[WRITTEN TASK] Set out every line of the records below as a numbered list, omitting any blank lines.

[INFORMATION SHOWN]
--------------------------------------------------

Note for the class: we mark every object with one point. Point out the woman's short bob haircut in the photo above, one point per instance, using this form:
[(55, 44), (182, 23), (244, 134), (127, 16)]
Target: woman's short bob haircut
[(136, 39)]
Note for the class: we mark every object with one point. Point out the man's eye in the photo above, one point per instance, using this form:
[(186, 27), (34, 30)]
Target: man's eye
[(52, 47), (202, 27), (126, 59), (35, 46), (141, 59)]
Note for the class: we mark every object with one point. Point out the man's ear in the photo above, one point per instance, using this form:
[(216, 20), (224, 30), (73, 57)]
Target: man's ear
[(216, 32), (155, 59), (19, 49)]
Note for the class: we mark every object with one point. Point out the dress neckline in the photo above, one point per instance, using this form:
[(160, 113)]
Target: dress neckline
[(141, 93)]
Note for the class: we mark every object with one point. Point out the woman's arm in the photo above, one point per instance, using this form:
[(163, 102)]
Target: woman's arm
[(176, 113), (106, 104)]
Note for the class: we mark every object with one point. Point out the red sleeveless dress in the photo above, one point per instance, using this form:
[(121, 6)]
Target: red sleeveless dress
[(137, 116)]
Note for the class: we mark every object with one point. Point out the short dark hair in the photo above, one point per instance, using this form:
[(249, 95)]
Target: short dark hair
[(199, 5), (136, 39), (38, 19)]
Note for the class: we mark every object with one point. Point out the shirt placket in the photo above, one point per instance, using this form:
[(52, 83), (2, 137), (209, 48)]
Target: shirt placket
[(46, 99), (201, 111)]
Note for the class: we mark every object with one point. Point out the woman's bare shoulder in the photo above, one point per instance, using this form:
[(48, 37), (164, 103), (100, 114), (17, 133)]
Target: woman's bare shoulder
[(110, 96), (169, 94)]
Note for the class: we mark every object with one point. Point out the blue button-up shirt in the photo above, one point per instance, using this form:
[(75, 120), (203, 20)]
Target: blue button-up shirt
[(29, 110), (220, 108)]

--------------------------------------------------

[ANSWER TO THE PROBLEM]
1. Note for the class: we mark every object with one point. Point out the woman's short bob haircut in the photo above, one point per instance, using this form:
2. [(55, 44), (182, 23), (244, 134), (127, 16)]
3. Target: woman's short bob haircut
4. [(136, 39)]
5. Note for the class: we mark every object with one point. Point out the man's eye in the photo above, one point per instance, using this form:
6. [(186, 27), (34, 30)]
7. Target: man's eye
8. [(52, 47), (202, 27), (126, 59), (35, 46), (141, 59)]
9. Note for the class: we mark every object with one point. Point out the man's ear in the photo above, one point per instance, using this form:
10. [(216, 20), (224, 30), (73, 57)]
11. Target: man's ear
12. [(216, 32), (155, 59), (19, 49)]
13. Note for the class: we mark every object with one point. Point out the dress neckline in the photo above, one point per instance, using this form:
14. [(160, 113)]
15. Target: dress neckline
16. [(141, 93)]
17. Note for the class: we mark every object with one point. Point out the woman's arm in the photo above, one point per instance, using this form:
18. [(163, 102)]
19. Target: woman's arm
20. [(176, 113), (106, 104)]
21. Note for the class: we mark every object with one point. Point out the red sleeveless dress in the photo above, one point per instance, using this form:
22. [(121, 6)]
23. Target: red sleeveless dress
24. [(137, 116)]
25. Note for the class: we mark every object with one point. Point out the short dark hair in the photo above, one point per instance, using this form:
26. [(249, 95)]
27. Target: short dark hair
28. [(199, 5), (136, 39), (38, 19)]
29. Note for the class: we mark every object with one point. Point out the shirt placket in the photo above, one point per instance, using this form:
30. [(52, 83), (2, 137), (209, 48)]
31. Target: shirt placket
32. [(46, 99), (201, 111)]
33. Note for the class: we mark every object with one point. Point out the woman's bare shoulder in the photo above, one point per instance, using this form:
34. [(48, 37), (164, 103), (100, 114), (17, 133)]
35. Target: woman's bare shoulder
36. [(110, 96), (169, 94)]
37. Note for the class: we mark every object with one point. Point out the blue button-up shirt in the photo above, one point per instance, using this form:
38. [(75, 120), (203, 20)]
39. Target: blue button-up shirt
40. [(29, 110), (220, 108)]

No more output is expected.